§ Task instructions
A: Decide whether each statement below agrees with the passage on croup: (i) Croup almost exclusively affects children between 6 months and 6 years of age. (ii) Croup is usually life threatening. (iii) Respiratory syncytial virus is believed to be the most common cause of viral croup. For each, answer yes or no and quote the words from the passage that settle it.
B: List every virus that the passage on croup names as a cause of croup.
C: Write the next part of the passage on croup, picking up after its final sentence.

§ Given passage
┌──

Croup is a respiratory condition best known for causing a barking cough. This condition almost exclusively affects children between 6 months and 6 years of age and about 15% of children will suffer from it at some time. It almost never occurs in teenagers or adults, but there have been rare cases of croup in these age groups. Along with the telltale cough, croup also causes wheezing, difficulty breathing and hoarseness. Despite these serious symptoms it is not usually life threatening. Let’s find out what causes this condition and how it is treated.
What is the cause of croup?
Traditionally the largest cause of croup was diphtheria, which is a respiratory infection caused by a bacteria known as Corynebacterium diphtheriae. However, a vaccine against this disease has basically eliminated this as the cause of croup in the Western World.
Today, croup is caused by a virus or bacterial infection. The most common cause of viral croup is believed to be type 1 and 2 parainfluenza virus. It can also be caused by the common flu virus, measles, adenovirus and respiratory syncytial virus. There are a number of bacteria that are believed to be involved with croup, but many of these are thought to be a secondary infection after an initial virus.

└──

§ Records provided
┌──

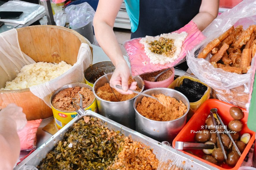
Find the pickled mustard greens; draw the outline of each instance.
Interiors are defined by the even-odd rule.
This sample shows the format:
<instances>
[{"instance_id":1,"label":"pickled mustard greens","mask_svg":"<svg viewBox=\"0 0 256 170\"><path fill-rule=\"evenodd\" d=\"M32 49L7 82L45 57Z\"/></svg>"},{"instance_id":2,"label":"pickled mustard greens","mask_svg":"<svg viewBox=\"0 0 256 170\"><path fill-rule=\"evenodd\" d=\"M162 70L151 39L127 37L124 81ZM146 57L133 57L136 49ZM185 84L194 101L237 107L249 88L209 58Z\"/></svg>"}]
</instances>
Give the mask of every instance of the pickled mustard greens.
<instances>
[{"instance_id":1,"label":"pickled mustard greens","mask_svg":"<svg viewBox=\"0 0 256 170\"><path fill-rule=\"evenodd\" d=\"M38 166L39 169L109 169L124 137L109 130L98 118L85 116Z\"/></svg>"},{"instance_id":2,"label":"pickled mustard greens","mask_svg":"<svg viewBox=\"0 0 256 170\"><path fill-rule=\"evenodd\" d=\"M151 46L150 49L151 52L169 56L173 54L176 50L174 43L174 40L172 39L160 37L159 41L155 40L148 44Z\"/></svg>"}]
</instances>

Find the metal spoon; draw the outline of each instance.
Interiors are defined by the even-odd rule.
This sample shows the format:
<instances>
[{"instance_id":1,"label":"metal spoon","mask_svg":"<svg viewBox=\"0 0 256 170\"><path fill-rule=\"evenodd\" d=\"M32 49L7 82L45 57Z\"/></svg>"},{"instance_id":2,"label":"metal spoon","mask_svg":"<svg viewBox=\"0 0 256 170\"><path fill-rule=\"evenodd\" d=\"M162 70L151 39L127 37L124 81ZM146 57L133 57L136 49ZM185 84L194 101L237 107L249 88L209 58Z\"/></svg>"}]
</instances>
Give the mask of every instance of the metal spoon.
<instances>
[{"instance_id":1,"label":"metal spoon","mask_svg":"<svg viewBox=\"0 0 256 170\"><path fill-rule=\"evenodd\" d=\"M115 96L115 97L116 97L116 98L117 101L119 101L118 99L117 98L117 96L116 95L115 92L114 92L114 90L113 90L113 89L112 88L110 87L110 83L109 82L109 78L108 77L108 76L107 76L107 75L106 75L106 73L105 73L105 72L103 72L103 73L104 73L104 75L105 75L105 77L106 77L106 78L107 79L107 80L108 81L108 82L109 83L109 87L110 87L110 88L111 89L111 90L112 90L112 92L113 92L113 94L114 94L114 95Z\"/></svg>"},{"instance_id":2,"label":"metal spoon","mask_svg":"<svg viewBox=\"0 0 256 170\"><path fill-rule=\"evenodd\" d=\"M156 81L156 80L157 79L157 78L158 78L158 77L159 77L160 75L162 75L162 74L163 73L164 73L165 72L167 72L167 71L168 71L168 70L169 70L171 68L169 68L168 69L167 69L166 70L163 71L162 72L161 72L160 73L159 73L159 74L157 75L156 75L156 76L155 76L154 77L154 77L154 78L155 79L154 79L154 82Z\"/></svg>"},{"instance_id":3,"label":"metal spoon","mask_svg":"<svg viewBox=\"0 0 256 170\"><path fill-rule=\"evenodd\" d=\"M181 141L175 142L175 149L179 150L183 149L213 149L214 145L212 144L204 144L200 143L186 142Z\"/></svg>"},{"instance_id":4,"label":"metal spoon","mask_svg":"<svg viewBox=\"0 0 256 170\"><path fill-rule=\"evenodd\" d=\"M122 90L123 90L123 89L122 86L121 86L119 85L116 85L116 87L117 88L118 88L119 89L122 89ZM156 97L154 97L152 96L152 95L149 95L148 94L145 94L144 93L140 93L140 92L139 92L138 91L133 90L131 90L131 89L130 89L129 88L128 88L128 90L131 90L131 91L132 91L134 93L136 93L137 94L141 94L141 95L144 95L145 96L146 96L147 97L150 97L150 98L153 98L155 100L156 100L159 103L160 103L161 104L163 105L163 104L161 102L159 101L159 100L158 100L158 99Z\"/></svg>"}]
</instances>

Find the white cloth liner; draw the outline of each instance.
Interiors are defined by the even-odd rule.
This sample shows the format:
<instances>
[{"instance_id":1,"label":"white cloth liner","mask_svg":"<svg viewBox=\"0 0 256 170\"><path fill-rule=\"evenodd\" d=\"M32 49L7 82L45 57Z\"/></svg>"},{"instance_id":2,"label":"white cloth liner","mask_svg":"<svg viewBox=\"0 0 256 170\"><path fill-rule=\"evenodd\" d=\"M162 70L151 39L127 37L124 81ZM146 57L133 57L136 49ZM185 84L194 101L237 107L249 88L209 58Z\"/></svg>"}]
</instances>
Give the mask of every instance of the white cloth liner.
<instances>
[{"instance_id":1,"label":"white cloth liner","mask_svg":"<svg viewBox=\"0 0 256 170\"><path fill-rule=\"evenodd\" d=\"M14 79L22 67L35 62L20 50L15 29L0 34L0 67L4 71L1 74L7 76L8 81ZM84 83L84 72L92 63L90 47L87 44L82 43L77 61L70 69L53 80L33 86L29 89L33 94L43 100L50 107L50 98L52 93L66 84Z\"/></svg>"}]
</instances>

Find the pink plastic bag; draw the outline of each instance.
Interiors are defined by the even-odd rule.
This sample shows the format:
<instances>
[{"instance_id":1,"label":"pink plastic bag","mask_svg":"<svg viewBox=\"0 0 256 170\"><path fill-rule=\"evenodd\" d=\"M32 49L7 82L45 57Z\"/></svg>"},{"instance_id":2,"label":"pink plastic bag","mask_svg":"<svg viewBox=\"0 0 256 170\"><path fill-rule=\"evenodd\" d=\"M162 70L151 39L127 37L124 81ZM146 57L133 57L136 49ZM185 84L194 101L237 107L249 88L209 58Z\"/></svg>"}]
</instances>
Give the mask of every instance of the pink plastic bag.
<instances>
[{"instance_id":1,"label":"pink plastic bag","mask_svg":"<svg viewBox=\"0 0 256 170\"><path fill-rule=\"evenodd\" d=\"M251 68L246 74L238 74L215 68L209 62L211 54L206 59L196 58L196 51L200 51L209 42L218 38L232 25L242 25L244 29L256 23L256 1L244 0L233 8L218 16L202 33L206 38L194 48L188 51L187 65L191 71L200 80L212 88L216 98L225 102L248 108L250 85L255 72L255 57Z\"/></svg>"},{"instance_id":2,"label":"pink plastic bag","mask_svg":"<svg viewBox=\"0 0 256 170\"><path fill-rule=\"evenodd\" d=\"M36 147L36 132L42 119L28 121L22 130L18 132L20 143L20 150L28 151Z\"/></svg>"},{"instance_id":3,"label":"pink plastic bag","mask_svg":"<svg viewBox=\"0 0 256 170\"><path fill-rule=\"evenodd\" d=\"M174 67L186 59L186 53L199 43L205 37L198 29L196 25L192 21L183 27L174 32L180 33L183 31L188 34L183 41L181 51L178 58L174 62L164 64L150 63L150 59L145 53L144 46L139 43L141 38L134 38L126 42L124 46L126 51L133 76L153 72Z\"/></svg>"}]
</instances>

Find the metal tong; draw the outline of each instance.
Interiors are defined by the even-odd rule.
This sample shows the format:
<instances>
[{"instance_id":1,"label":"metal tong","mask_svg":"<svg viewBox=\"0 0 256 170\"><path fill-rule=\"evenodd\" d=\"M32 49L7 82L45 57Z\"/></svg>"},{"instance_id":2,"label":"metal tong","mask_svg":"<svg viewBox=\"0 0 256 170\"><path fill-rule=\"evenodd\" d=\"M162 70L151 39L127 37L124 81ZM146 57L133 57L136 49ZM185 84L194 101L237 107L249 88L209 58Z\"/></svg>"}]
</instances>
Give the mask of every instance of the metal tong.
<instances>
[{"instance_id":1,"label":"metal tong","mask_svg":"<svg viewBox=\"0 0 256 170\"><path fill-rule=\"evenodd\" d=\"M106 75L106 73L105 73L105 72L103 72L103 73L104 73L104 75L105 75L105 77L106 77L106 78L107 79L107 80L108 81L108 82L109 83L109 87L110 87L110 88L111 89L111 90L112 90L112 92L113 92L113 94L114 94L114 95L115 96L115 97L116 97L116 98L117 100L117 101L119 101L118 100L118 99L117 98L117 96L115 94L115 92L114 92L114 90L113 90L113 89L112 89L112 88L110 86L110 83L109 82L109 78L108 78L108 76L107 75Z\"/></svg>"},{"instance_id":2,"label":"metal tong","mask_svg":"<svg viewBox=\"0 0 256 170\"><path fill-rule=\"evenodd\" d=\"M85 112L85 111L83 109L83 97L82 96L82 95L79 93L78 93L78 94L79 95L79 96L80 96L80 100L79 100L79 105L77 104L77 105L79 105L79 107L80 107L80 108L79 108L79 109L78 109L77 108L77 107L76 106L75 104L74 104L74 102L73 103L73 106L74 106L74 107L76 109L76 112L77 113L77 114L79 116L81 116L82 114L83 114Z\"/></svg>"},{"instance_id":3,"label":"metal tong","mask_svg":"<svg viewBox=\"0 0 256 170\"><path fill-rule=\"evenodd\" d=\"M219 116L219 115L217 113L217 111L218 111L218 109L216 108L214 108L213 109L212 109L210 110L210 115L212 116L212 120L213 122L213 123L214 124L214 125L215 126L215 128L216 129L217 129L217 128L216 128L216 122L215 122L215 120L214 120L214 118L213 117L213 113L215 113L216 114L216 115L217 116L217 118L218 118L218 119L220 121L220 124L221 124L221 125L222 125L222 126L223 127L223 129L225 130L225 131L227 132L227 135L228 135L228 137L230 139L230 140L231 140L231 141L232 141L232 143L233 143L233 145L235 146L235 148L236 148L236 150L237 152L238 153L238 154L239 155L239 156L241 156L241 153L240 152L240 151L238 149L238 148L237 147L237 146L236 145L236 143L235 143L235 141L234 141L234 140L233 140L233 138L232 138L232 137L231 136L231 135L230 135L230 134L229 133L229 132L228 129L227 129L226 128L225 128L225 125L224 124L224 123L223 123L223 122L222 122L222 120L221 120L221 119L220 118L220 117ZM223 148L223 145L222 145L222 143L221 143L221 141L220 138L219 137L220 135L219 134L219 133L217 133L217 135L218 135L218 137L219 139L219 142L220 142L220 144L221 146L222 147L222 151L223 152L223 154L224 154L224 156L225 156L225 159L227 159L226 158L226 154L225 153L225 151L224 151L224 148Z\"/></svg>"},{"instance_id":4,"label":"metal tong","mask_svg":"<svg viewBox=\"0 0 256 170\"><path fill-rule=\"evenodd\" d=\"M222 144L222 143L221 142L221 140L220 140L220 134L219 134L218 130L217 129L217 127L216 126L216 122L215 122L215 120L214 119L214 117L213 117L213 114L212 111L214 113L215 112L215 110L214 110L214 109L212 109L210 111L210 115L212 116L212 122L213 122L213 125L214 127L214 128L215 129L215 131L216 132L216 133L217 134L217 136L218 137L218 140L219 140L219 142L220 142L220 148L221 148L221 150L222 150L222 152L223 153L223 154L224 155L224 158L225 158L225 160L227 160L227 155L226 155L226 153L225 152L225 150L224 150L224 147L223 147L223 144ZM215 109L217 110L217 109ZM217 111L216 111L217 112Z\"/></svg>"},{"instance_id":5,"label":"metal tong","mask_svg":"<svg viewBox=\"0 0 256 170\"><path fill-rule=\"evenodd\" d=\"M175 147L176 149L213 149L214 146L212 144L204 144L200 143L186 142L180 141L175 142Z\"/></svg>"},{"instance_id":6,"label":"metal tong","mask_svg":"<svg viewBox=\"0 0 256 170\"><path fill-rule=\"evenodd\" d=\"M117 88L118 88L119 89L123 89L123 88L122 88L122 86L121 86L119 85L116 85L116 87ZM156 100L159 103L160 103L162 105L163 105L163 104L161 102L159 101L159 100L158 100L158 99L157 98L156 98L156 97L154 97L152 96L152 95L149 95L148 94L146 94L143 93L140 93L140 92L139 92L138 91L136 91L135 90L131 90L131 89L130 89L129 88L128 88L128 90L131 90L131 91L132 91L132 92L133 92L134 93L138 94L141 94L141 95L144 95L145 96L146 96L147 97L150 97L150 98L153 98L155 100Z\"/></svg>"}]
</instances>

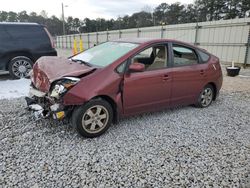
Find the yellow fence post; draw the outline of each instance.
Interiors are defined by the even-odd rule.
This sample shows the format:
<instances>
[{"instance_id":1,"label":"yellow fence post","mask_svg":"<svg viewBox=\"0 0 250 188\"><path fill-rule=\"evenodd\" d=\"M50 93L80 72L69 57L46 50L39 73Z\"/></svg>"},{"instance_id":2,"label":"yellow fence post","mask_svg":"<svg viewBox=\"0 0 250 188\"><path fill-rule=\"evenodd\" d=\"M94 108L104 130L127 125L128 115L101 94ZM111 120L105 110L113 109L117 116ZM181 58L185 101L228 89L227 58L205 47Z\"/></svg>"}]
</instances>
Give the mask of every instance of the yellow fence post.
<instances>
[{"instance_id":1,"label":"yellow fence post","mask_svg":"<svg viewBox=\"0 0 250 188\"><path fill-rule=\"evenodd\" d=\"M82 37L80 37L79 48L80 48L80 52L84 51Z\"/></svg>"},{"instance_id":2,"label":"yellow fence post","mask_svg":"<svg viewBox=\"0 0 250 188\"><path fill-rule=\"evenodd\" d=\"M74 37L74 42L73 42L73 55L76 55L78 53L78 50L77 50L77 42L76 42L76 38Z\"/></svg>"}]
</instances>

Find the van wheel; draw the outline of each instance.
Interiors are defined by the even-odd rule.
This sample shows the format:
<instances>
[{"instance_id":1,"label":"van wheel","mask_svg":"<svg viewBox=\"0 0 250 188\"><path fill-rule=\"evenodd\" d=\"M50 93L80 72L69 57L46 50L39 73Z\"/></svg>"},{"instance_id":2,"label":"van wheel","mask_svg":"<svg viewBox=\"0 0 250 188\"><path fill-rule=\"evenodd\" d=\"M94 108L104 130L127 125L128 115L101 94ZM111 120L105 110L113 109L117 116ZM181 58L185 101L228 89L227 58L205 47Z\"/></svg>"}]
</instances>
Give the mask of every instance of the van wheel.
<instances>
[{"instance_id":1,"label":"van wheel","mask_svg":"<svg viewBox=\"0 0 250 188\"><path fill-rule=\"evenodd\" d=\"M206 85L202 92L200 93L199 99L198 99L198 103L197 103L197 107L199 108L206 108L208 107L214 98L214 88L212 85L208 84Z\"/></svg>"},{"instance_id":2,"label":"van wheel","mask_svg":"<svg viewBox=\"0 0 250 188\"><path fill-rule=\"evenodd\" d=\"M9 63L9 72L12 78L27 78L32 70L33 62L25 56L13 58Z\"/></svg>"},{"instance_id":3,"label":"van wheel","mask_svg":"<svg viewBox=\"0 0 250 188\"><path fill-rule=\"evenodd\" d=\"M80 135L94 138L103 134L111 125L113 110L102 99L93 99L76 108L72 115L72 124Z\"/></svg>"}]
</instances>

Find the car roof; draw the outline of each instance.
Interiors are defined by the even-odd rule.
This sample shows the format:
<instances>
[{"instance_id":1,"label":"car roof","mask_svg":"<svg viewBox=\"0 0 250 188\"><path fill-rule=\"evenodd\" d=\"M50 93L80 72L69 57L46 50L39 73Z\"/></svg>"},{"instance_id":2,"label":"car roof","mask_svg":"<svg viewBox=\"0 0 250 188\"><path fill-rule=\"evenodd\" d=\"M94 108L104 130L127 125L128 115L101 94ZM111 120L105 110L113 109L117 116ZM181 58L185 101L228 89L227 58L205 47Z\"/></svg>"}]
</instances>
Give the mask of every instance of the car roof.
<instances>
[{"instance_id":1,"label":"car roof","mask_svg":"<svg viewBox=\"0 0 250 188\"><path fill-rule=\"evenodd\" d=\"M158 42L181 42L178 40L173 40L173 39L159 39L159 38L122 38L122 39L117 39L114 40L115 42L128 42L128 43L137 43L137 44L143 44L143 43L158 43Z\"/></svg>"},{"instance_id":2,"label":"car roof","mask_svg":"<svg viewBox=\"0 0 250 188\"><path fill-rule=\"evenodd\" d=\"M31 23L31 22L0 22L0 25L35 25L38 26L38 23Z\"/></svg>"},{"instance_id":3,"label":"car roof","mask_svg":"<svg viewBox=\"0 0 250 188\"><path fill-rule=\"evenodd\" d=\"M191 46L196 49L200 49L202 51L207 52L205 49L200 48L198 46L193 45L192 43L187 43L175 39L159 39L159 38L122 38L122 39L117 39L113 40L113 42L126 42L126 43L136 43L136 44L154 44L154 43L162 43L162 42L176 42L180 44L184 44L187 46ZM208 53L208 52L207 52Z\"/></svg>"}]
</instances>

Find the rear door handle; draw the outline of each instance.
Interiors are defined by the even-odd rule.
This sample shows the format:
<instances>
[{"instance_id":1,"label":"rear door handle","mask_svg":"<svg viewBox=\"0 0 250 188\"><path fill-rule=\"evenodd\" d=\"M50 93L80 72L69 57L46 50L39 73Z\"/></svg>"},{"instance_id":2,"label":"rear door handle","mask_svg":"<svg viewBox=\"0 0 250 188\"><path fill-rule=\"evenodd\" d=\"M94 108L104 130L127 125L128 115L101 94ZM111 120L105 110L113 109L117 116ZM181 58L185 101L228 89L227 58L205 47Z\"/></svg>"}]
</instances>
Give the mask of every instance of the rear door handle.
<instances>
[{"instance_id":1,"label":"rear door handle","mask_svg":"<svg viewBox=\"0 0 250 188\"><path fill-rule=\"evenodd\" d=\"M168 79L169 79L169 76L167 74L164 74L162 80L167 81Z\"/></svg>"}]
</instances>

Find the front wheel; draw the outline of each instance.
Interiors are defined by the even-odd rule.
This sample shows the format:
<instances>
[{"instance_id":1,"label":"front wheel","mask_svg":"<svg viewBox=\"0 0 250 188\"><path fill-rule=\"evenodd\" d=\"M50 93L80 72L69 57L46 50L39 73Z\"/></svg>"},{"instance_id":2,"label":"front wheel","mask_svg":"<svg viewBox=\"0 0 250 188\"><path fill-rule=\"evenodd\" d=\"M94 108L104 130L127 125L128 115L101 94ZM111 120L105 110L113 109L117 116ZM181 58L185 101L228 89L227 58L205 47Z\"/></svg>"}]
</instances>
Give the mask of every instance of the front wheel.
<instances>
[{"instance_id":1,"label":"front wheel","mask_svg":"<svg viewBox=\"0 0 250 188\"><path fill-rule=\"evenodd\" d=\"M208 84L206 85L202 92L200 93L199 99L198 99L198 103L197 103L197 107L200 108L206 108L208 107L214 98L214 88L212 85Z\"/></svg>"},{"instance_id":2,"label":"front wheel","mask_svg":"<svg viewBox=\"0 0 250 188\"><path fill-rule=\"evenodd\" d=\"M33 62L25 56L13 58L9 63L9 72L12 78L28 78L32 70Z\"/></svg>"},{"instance_id":3,"label":"front wheel","mask_svg":"<svg viewBox=\"0 0 250 188\"><path fill-rule=\"evenodd\" d=\"M102 99L93 99L76 108L72 115L72 124L80 135L93 138L103 134L111 125L113 110Z\"/></svg>"}]
</instances>

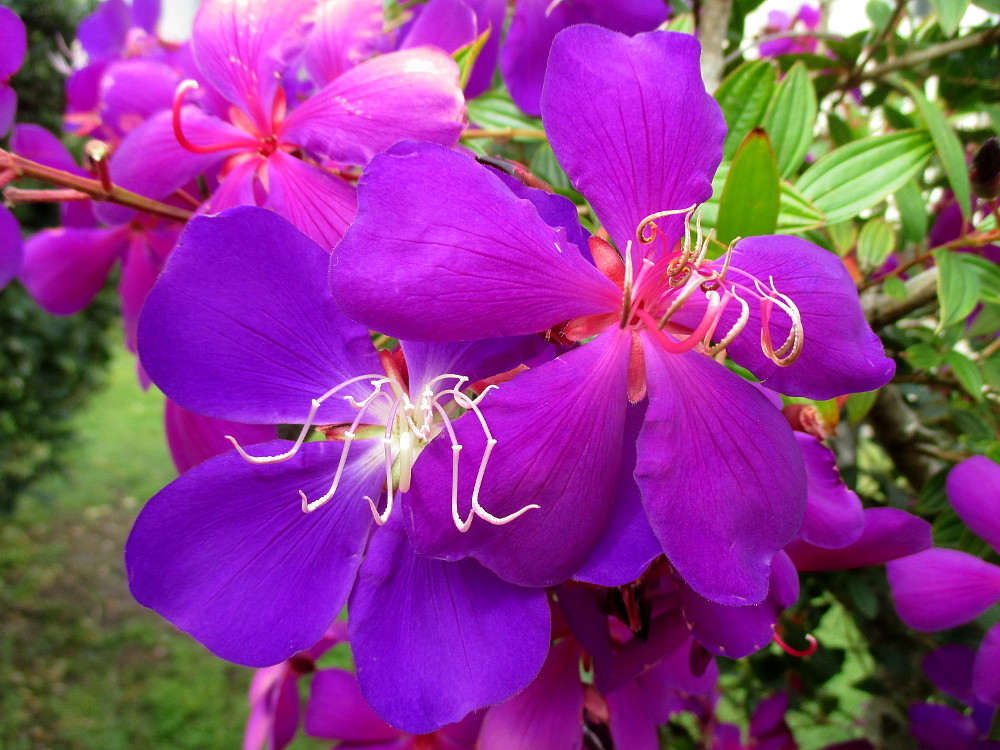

└──

§ Answers to this exercise
A:
(i) Yes: "This condition almost exclusively affects children between 6 months and 6 years of age"
(ii) No: "Despite these serious symptoms it is not usually life threatening."
(iii) No: "The most common cause of viral croup is believed to be type 1 and 2 parainfluenza virus."

B: Type 1 and 2 parainfluenza virus, the common flu virus, measles, adenovirus, respiratory syncytial virus

C:
What is the treatment for croup?
The most common treatment for croup is steroids and can provide relief in about 6 hours. In serious cases the steroid epinephrine is used and this usually clears the condition up in 10-30 minutes, but the effects only last about 2 hours. If the condition is causing a lack of oxygen then the patient will be given additional oxygen. Antibiotics are not usually used because the condition is usually caused by a virus.
Did you know?
Boys are 50% more likely to suffer from croup than girls!
The word croup come from an old English word that means “to cry hoarsely.”